__Exercise__. Arrange the lines as a Markdown table with the columns Row and Line, starting at the line that contains "tag the side window" and ending at the line that contains "<point>464,628</point>", both included. Number each row and leave out any blank lines.

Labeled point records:
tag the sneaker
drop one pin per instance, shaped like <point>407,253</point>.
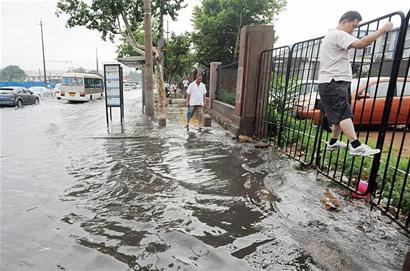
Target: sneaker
<point>363,150</point>
<point>336,146</point>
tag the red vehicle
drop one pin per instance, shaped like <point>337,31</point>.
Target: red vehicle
<point>366,94</point>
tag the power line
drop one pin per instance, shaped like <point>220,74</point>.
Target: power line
<point>15,10</point>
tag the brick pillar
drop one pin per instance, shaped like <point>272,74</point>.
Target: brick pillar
<point>254,39</point>
<point>213,77</point>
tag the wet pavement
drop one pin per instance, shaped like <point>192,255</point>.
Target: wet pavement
<point>76,198</point>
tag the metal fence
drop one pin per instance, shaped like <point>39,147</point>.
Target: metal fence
<point>288,113</point>
<point>226,83</point>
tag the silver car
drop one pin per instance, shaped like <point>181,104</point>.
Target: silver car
<point>17,96</point>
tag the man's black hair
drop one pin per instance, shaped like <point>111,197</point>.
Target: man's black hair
<point>350,16</point>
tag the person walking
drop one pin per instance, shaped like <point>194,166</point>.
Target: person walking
<point>185,84</point>
<point>195,100</point>
<point>335,76</point>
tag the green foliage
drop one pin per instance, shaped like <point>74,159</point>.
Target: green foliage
<point>226,96</point>
<point>12,73</point>
<point>109,17</point>
<point>178,57</point>
<point>125,48</point>
<point>218,24</point>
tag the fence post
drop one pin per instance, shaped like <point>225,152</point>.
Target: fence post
<point>254,40</point>
<point>213,77</point>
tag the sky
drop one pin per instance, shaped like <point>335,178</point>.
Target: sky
<point>76,47</point>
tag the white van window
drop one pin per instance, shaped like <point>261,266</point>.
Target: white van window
<point>381,89</point>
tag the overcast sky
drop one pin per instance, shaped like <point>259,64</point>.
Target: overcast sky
<point>76,47</point>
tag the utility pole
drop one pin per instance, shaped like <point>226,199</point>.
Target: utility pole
<point>148,59</point>
<point>161,37</point>
<point>44,58</point>
<point>96,60</point>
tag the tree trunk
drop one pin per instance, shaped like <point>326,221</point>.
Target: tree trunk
<point>149,109</point>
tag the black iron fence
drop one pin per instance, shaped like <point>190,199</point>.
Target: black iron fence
<point>226,83</point>
<point>288,113</point>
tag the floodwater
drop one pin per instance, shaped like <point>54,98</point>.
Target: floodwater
<point>76,198</point>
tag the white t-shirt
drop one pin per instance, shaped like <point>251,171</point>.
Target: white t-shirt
<point>334,57</point>
<point>196,93</point>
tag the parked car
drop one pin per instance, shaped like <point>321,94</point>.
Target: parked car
<point>17,96</point>
<point>57,92</point>
<point>368,100</point>
<point>42,92</point>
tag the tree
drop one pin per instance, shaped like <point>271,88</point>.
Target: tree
<point>218,24</point>
<point>120,17</point>
<point>178,57</point>
<point>12,73</point>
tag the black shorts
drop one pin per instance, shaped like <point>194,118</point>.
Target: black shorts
<point>336,100</point>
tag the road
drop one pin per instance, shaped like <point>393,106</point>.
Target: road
<point>76,198</point>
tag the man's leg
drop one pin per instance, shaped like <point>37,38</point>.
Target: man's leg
<point>357,148</point>
<point>347,127</point>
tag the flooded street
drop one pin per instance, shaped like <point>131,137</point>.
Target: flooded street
<point>76,198</point>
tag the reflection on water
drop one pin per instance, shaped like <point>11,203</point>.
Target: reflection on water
<point>148,193</point>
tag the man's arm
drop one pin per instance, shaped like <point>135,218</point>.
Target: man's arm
<point>369,39</point>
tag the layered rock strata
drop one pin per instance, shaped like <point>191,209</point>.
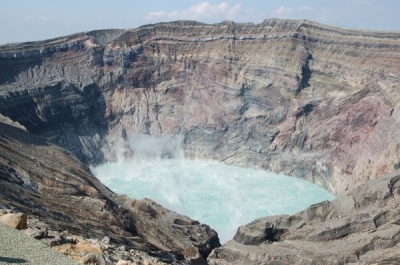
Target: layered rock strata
<point>295,97</point>
<point>362,227</point>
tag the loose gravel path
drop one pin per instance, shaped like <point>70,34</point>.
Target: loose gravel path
<point>18,248</point>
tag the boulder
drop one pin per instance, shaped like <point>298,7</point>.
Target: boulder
<point>17,221</point>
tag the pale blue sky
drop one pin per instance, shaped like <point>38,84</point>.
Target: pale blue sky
<point>30,20</point>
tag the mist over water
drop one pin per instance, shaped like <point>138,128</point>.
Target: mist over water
<point>213,193</point>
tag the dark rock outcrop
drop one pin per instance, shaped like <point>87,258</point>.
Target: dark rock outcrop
<point>51,184</point>
<point>295,97</point>
<point>361,226</point>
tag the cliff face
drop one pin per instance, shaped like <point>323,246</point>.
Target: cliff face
<point>296,97</point>
<point>52,185</point>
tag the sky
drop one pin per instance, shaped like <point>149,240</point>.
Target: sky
<point>28,20</point>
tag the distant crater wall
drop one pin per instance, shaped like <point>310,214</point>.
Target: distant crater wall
<point>294,97</point>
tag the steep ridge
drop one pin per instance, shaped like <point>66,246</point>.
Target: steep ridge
<point>52,185</point>
<point>295,97</point>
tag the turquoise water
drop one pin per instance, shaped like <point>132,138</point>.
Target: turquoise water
<point>213,193</point>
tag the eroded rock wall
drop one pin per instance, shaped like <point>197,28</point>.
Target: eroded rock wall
<point>295,97</point>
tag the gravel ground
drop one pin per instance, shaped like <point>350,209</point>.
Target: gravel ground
<point>18,248</point>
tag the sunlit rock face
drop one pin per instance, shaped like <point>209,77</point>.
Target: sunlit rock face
<point>295,97</point>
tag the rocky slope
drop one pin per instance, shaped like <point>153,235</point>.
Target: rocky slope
<point>60,195</point>
<point>295,97</point>
<point>361,227</point>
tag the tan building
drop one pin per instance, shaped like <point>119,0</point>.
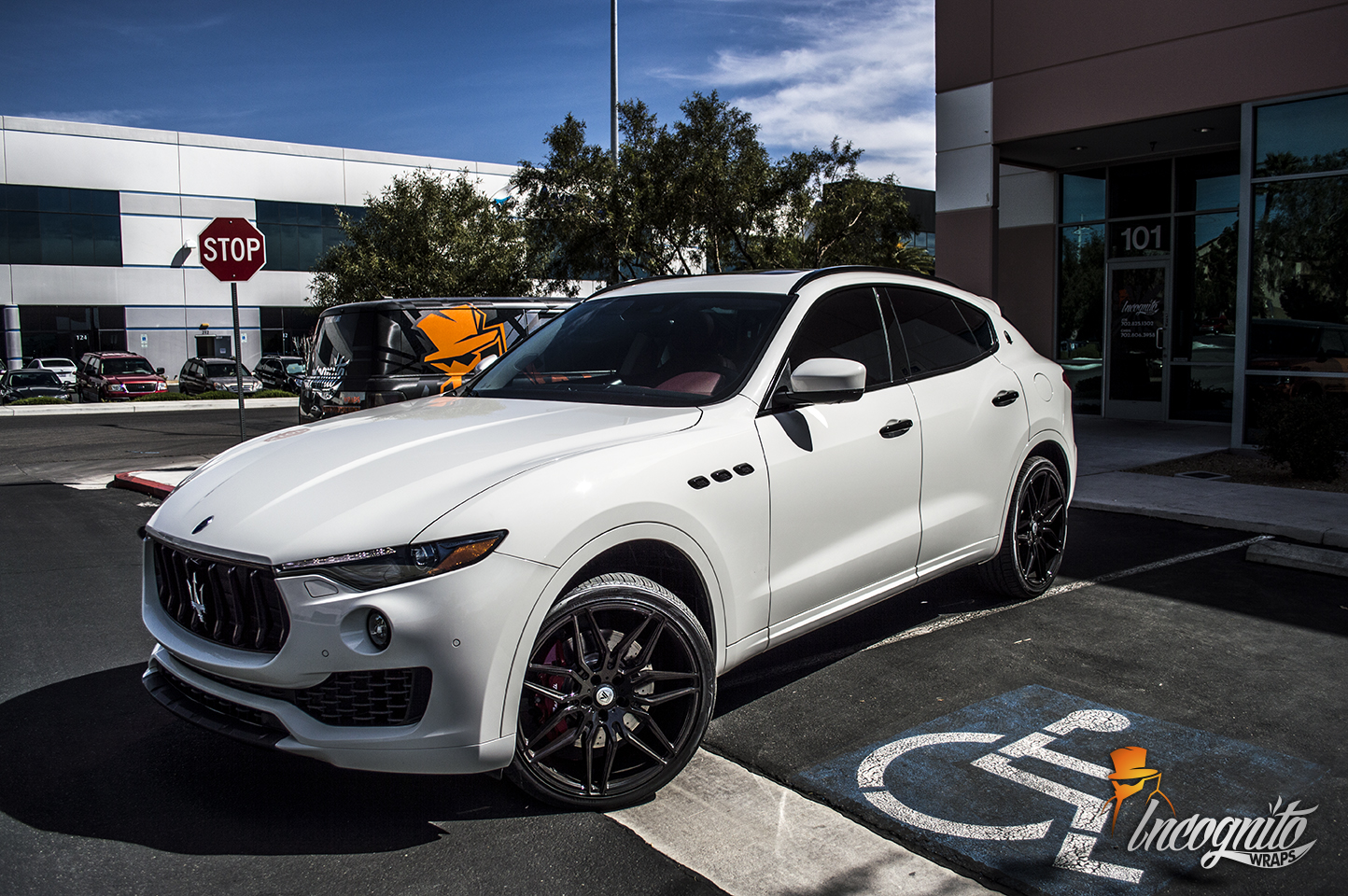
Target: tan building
<point>1156,193</point>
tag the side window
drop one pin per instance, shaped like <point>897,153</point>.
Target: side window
<point>937,333</point>
<point>844,325</point>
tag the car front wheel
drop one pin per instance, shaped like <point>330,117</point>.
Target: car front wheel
<point>1035,534</point>
<point>618,694</point>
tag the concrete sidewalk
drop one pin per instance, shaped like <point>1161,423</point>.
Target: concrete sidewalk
<point>1108,448</point>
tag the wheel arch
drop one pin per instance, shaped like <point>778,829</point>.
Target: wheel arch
<point>658,552</point>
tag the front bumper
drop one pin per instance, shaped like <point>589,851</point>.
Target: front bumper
<point>464,628</point>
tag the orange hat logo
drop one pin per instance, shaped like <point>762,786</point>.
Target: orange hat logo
<point>461,340</point>
<point>1130,777</point>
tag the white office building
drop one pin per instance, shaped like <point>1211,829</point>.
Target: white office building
<point>99,234</point>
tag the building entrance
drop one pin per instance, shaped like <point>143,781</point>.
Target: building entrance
<point>1138,312</point>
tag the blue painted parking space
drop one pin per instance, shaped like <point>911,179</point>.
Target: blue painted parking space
<point>1056,794</point>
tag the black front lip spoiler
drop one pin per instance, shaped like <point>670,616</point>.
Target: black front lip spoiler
<point>170,692</point>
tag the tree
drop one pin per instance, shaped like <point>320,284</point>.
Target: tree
<point>703,196</point>
<point>427,234</point>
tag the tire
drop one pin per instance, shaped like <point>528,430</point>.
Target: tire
<point>1035,534</point>
<point>608,725</point>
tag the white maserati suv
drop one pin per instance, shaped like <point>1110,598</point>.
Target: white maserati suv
<point>546,571</point>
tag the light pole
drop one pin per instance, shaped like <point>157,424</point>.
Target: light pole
<point>612,111</point>
<point>612,77</point>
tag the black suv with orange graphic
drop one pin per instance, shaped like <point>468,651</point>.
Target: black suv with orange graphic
<point>372,353</point>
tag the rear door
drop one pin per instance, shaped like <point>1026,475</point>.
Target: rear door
<point>974,421</point>
<point>844,496</point>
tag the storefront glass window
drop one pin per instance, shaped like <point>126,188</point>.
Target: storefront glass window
<point>1205,288</point>
<point>1207,182</point>
<point>1139,189</point>
<point>60,225</point>
<point>1299,285</point>
<point>1081,313</point>
<point>300,232</point>
<point>1083,196</point>
<point>1297,137</point>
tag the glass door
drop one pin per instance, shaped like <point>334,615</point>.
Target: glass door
<point>1138,307</point>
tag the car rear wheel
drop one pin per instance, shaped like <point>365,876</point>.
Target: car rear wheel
<point>618,694</point>
<point>1035,534</point>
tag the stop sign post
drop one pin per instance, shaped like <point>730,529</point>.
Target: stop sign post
<point>233,249</point>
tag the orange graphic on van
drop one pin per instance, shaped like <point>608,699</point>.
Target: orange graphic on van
<point>461,340</point>
<point>1130,777</point>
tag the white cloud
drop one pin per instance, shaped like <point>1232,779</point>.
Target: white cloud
<point>863,70</point>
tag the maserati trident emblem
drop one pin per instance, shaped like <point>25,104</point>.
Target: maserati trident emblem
<point>196,593</point>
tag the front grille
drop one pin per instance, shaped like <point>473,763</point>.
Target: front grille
<point>354,699</point>
<point>231,604</point>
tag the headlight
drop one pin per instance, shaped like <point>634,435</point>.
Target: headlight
<point>385,567</point>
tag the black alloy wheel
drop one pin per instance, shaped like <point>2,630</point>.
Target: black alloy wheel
<point>1035,534</point>
<point>618,694</point>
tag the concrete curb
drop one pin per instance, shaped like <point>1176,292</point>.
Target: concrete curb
<point>138,483</point>
<point>1299,556</point>
<point>1318,518</point>
<point>143,407</point>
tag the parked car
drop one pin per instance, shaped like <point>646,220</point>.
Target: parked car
<point>372,353</point>
<point>547,570</point>
<point>215,375</point>
<point>63,368</point>
<point>281,372</point>
<point>29,385</point>
<point>115,376</point>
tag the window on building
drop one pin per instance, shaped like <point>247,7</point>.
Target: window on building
<point>300,232</point>
<point>60,225</point>
<point>65,330</point>
<point>1299,273</point>
<point>286,329</point>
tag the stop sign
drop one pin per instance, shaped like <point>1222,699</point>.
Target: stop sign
<point>232,248</point>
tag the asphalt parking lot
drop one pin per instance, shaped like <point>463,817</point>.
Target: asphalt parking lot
<point>1229,673</point>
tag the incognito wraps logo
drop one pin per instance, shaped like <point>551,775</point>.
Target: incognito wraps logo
<point>1269,841</point>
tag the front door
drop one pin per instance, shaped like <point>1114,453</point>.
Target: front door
<point>1138,309</point>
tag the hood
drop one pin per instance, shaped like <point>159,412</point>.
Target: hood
<point>379,477</point>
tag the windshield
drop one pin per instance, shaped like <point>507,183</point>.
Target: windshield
<point>126,367</point>
<point>34,377</point>
<point>224,368</point>
<point>352,346</point>
<point>682,349</point>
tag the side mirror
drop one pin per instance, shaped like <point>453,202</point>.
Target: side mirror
<point>825,382</point>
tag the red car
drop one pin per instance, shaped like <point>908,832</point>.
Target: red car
<point>114,376</point>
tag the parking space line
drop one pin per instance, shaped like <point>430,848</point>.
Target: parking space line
<point>957,619</point>
<point>752,837</point>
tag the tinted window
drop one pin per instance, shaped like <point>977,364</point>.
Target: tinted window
<point>937,331</point>
<point>1308,135</point>
<point>1083,196</point>
<point>844,325</point>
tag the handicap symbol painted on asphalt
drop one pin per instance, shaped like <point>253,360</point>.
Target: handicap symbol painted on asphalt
<point>1017,784</point>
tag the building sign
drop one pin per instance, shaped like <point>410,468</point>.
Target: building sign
<point>1138,239</point>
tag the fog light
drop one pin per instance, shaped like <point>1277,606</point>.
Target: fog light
<point>379,629</point>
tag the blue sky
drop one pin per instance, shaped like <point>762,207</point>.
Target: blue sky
<point>479,81</point>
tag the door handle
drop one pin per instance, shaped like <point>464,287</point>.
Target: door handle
<point>895,427</point>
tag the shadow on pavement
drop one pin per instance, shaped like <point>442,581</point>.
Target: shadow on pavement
<point>94,756</point>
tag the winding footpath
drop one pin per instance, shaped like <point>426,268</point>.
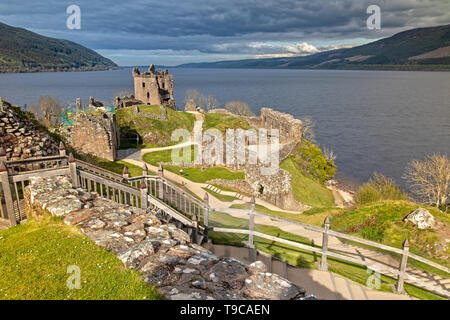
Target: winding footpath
<point>320,278</point>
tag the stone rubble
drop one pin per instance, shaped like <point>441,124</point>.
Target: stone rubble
<point>162,253</point>
<point>20,138</point>
<point>422,218</point>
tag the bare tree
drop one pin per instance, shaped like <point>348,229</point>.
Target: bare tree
<point>211,103</point>
<point>239,107</point>
<point>195,96</point>
<point>49,109</point>
<point>429,179</point>
<point>121,94</point>
<point>206,103</point>
<point>328,153</point>
<point>308,129</point>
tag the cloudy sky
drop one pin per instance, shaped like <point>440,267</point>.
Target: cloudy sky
<point>169,32</point>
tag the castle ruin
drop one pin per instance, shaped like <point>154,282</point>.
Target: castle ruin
<point>154,87</point>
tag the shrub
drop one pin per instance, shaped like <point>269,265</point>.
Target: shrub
<point>379,188</point>
<point>311,161</point>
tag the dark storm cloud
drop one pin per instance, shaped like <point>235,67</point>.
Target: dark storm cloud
<point>214,26</point>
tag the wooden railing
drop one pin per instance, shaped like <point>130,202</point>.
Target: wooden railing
<point>161,195</point>
<point>147,192</point>
<point>325,251</point>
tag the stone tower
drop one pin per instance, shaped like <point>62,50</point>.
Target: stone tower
<point>154,87</point>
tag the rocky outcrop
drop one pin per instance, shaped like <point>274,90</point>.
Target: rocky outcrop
<point>422,218</point>
<point>95,133</point>
<point>190,106</point>
<point>290,128</point>
<point>275,188</point>
<point>20,138</point>
<point>160,117</point>
<point>162,253</point>
<point>126,101</point>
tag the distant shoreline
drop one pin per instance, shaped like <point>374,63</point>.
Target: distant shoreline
<point>52,70</point>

__Answer below__.
| Row | Line |
|---|---|
| 1 | tag the side window |
| 2 | drop one pin per instance, shaped like <point>897,153</point>. |
| 3 | Target: side window |
| 4 | <point>937,333</point> |
| 5 | <point>844,325</point> |
| 6 | tag the car front wheel |
| 7 | drop one pin per instance, shaped like <point>330,117</point>. |
| 8 | Target: car front wheel |
| 9 | <point>1035,534</point> |
| 10 | <point>618,694</point> |
| 11 | tag the concrete sidewalk |
| 12 | drop one pin per instance, shaped like <point>1161,423</point>. |
| 13 | Target: concrete sidewalk |
| 14 | <point>1108,448</point> |
| 15 | tag the wheel arch |
| 16 | drop one pin per instance, shaped like <point>778,829</point>. |
| 17 | Target: wheel arch |
| 18 | <point>658,552</point> |
| 19 | tag the front bumper |
| 20 | drop one pin per instance, shaped like <point>589,851</point>. |
| 21 | Target: front bumper |
| 22 | <point>464,628</point> |